[Task requirements]:
Write out the entries below exactly, starting at the first line and stopping after the line that contains "[(614, 149), (101, 35), (143, 216)]"; skip all pictures.

[Data provided]:
%%

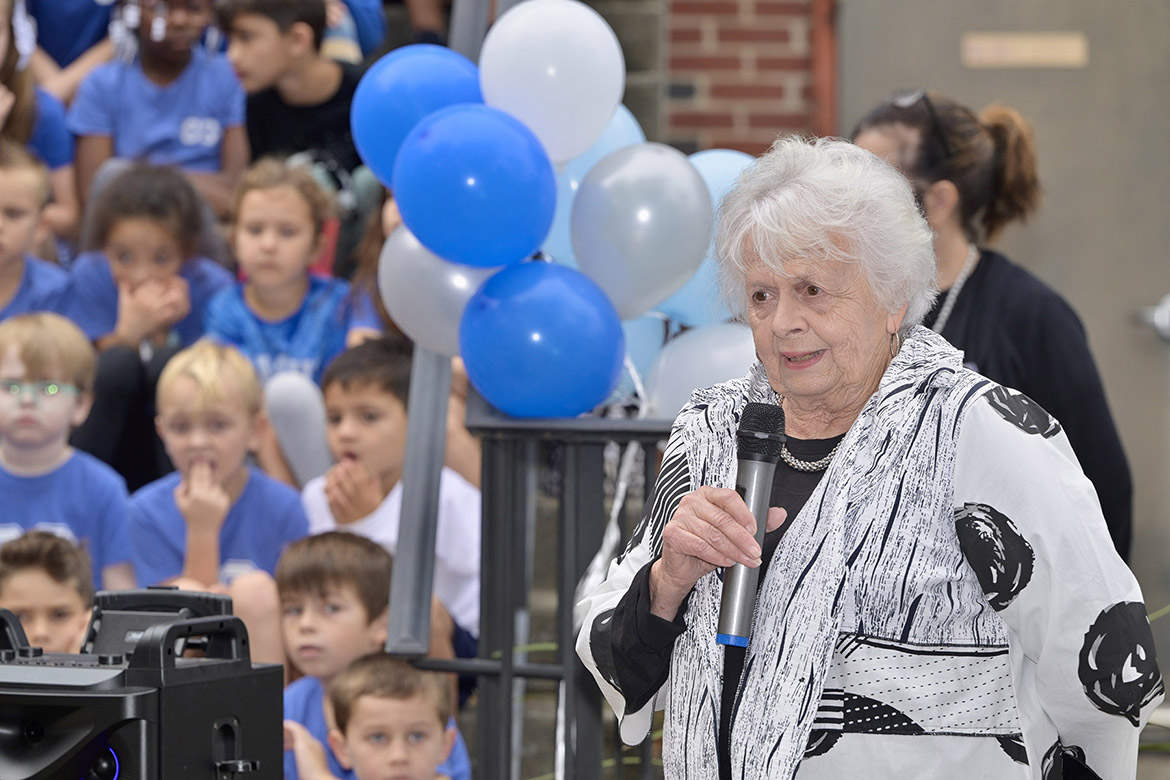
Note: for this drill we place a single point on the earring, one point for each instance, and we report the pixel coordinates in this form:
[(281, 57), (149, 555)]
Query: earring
[(895, 343)]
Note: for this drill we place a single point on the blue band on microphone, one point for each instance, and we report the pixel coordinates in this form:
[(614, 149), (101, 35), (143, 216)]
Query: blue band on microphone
[(734, 641)]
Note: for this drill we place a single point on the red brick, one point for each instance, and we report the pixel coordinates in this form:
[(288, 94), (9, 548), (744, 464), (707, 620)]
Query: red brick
[(743, 35), (778, 121), (748, 91), (704, 63), (768, 7), (704, 7), (783, 63), (700, 119)]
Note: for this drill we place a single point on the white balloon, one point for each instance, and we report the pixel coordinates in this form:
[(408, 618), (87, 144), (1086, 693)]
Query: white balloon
[(424, 294), (697, 358), (640, 225), (557, 67)]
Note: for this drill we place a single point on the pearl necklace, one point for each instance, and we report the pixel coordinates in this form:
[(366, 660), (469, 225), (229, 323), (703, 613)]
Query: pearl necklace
[(972, 254), (807, 466)]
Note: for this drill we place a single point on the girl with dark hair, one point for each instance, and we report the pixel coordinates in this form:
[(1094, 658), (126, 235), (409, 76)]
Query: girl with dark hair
[(140, 296), (975, 174)]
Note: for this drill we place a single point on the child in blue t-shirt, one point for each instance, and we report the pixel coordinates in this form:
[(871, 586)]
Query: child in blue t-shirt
[(287, 321), (26, 282), (46, 381), (38, 119), (173, 104), (217, 523), (335, 599), (139, 299), (282, 317)]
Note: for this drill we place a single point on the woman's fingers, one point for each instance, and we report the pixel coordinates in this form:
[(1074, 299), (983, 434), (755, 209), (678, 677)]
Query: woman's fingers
[(713, 533), (725, 511)]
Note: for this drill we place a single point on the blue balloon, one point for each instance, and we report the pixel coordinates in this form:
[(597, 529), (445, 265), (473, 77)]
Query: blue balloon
[(542, 340), (475, 186), (699, 302), (621, 131), (401, 88)]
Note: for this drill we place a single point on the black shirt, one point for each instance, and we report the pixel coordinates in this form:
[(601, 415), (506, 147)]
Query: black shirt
[(1019, 332), (642, 642), (323, 130)]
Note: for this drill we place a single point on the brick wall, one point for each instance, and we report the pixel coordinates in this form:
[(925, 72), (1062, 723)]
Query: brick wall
[(737, 73)]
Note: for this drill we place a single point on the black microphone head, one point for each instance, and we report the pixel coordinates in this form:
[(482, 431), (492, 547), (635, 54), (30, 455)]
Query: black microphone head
[(761, 430)]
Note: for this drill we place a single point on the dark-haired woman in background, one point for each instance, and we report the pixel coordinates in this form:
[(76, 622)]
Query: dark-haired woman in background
[(975, 174)]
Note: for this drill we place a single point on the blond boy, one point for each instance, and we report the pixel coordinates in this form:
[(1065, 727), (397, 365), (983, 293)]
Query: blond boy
[(27, 283), (215, 523)]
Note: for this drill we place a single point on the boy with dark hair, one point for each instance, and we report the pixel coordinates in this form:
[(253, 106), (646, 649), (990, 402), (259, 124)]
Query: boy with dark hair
[(46, 581), (403, 706), (298, 102), (335, 595), (27, 283), (366, 390)]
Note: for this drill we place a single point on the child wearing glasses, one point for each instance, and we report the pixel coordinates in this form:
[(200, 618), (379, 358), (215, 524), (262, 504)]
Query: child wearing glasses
[(47, 370)]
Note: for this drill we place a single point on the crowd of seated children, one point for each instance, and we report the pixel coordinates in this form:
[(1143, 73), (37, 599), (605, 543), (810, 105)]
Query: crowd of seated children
[(172, 104), (366, 391), (334, 591), (298, 103), (46, 581), (144, 358), (46, 385)]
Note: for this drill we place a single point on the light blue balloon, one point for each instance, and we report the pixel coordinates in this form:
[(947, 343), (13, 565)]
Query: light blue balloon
[(699, 302), (645, 337), (621, 131)]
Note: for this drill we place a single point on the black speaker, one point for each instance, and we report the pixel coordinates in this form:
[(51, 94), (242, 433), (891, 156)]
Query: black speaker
[(163, 696)]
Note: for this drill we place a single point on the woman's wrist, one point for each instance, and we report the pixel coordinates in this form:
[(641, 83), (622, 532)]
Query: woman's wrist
[(665, 599)]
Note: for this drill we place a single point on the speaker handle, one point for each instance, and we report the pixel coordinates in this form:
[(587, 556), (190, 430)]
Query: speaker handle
[(12, 633), (227, 639)]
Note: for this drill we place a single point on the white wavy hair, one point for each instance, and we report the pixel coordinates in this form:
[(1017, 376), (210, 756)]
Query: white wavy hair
[(827, 199)]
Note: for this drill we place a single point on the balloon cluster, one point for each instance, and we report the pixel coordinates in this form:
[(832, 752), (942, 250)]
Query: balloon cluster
[(469, 153)]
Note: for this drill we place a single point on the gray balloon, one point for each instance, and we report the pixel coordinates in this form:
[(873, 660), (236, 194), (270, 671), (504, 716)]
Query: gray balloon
[(640, 225), (424, 294)]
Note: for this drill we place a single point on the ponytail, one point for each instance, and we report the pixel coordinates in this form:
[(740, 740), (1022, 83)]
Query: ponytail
[(1017, 186)]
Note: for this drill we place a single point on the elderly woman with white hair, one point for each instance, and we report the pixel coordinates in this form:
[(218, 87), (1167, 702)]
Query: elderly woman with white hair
[(937, 592)]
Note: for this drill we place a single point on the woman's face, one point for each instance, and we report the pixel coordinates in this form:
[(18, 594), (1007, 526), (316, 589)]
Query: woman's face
[(823, 337)]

%%

[Exercise result]:
Note: for this drill we place a single point on the earring, one point for each instance, and we report the pixel coordinates in this form:
[(281, 57), (149, 555)]
Query: earring
[(895, 343)]
Note: for this drill we place a single point on the blue band on microphone, one point for each instance, and we report the pixel coordinates in this form:
[(614, 149), (101, 35), (143, 216)]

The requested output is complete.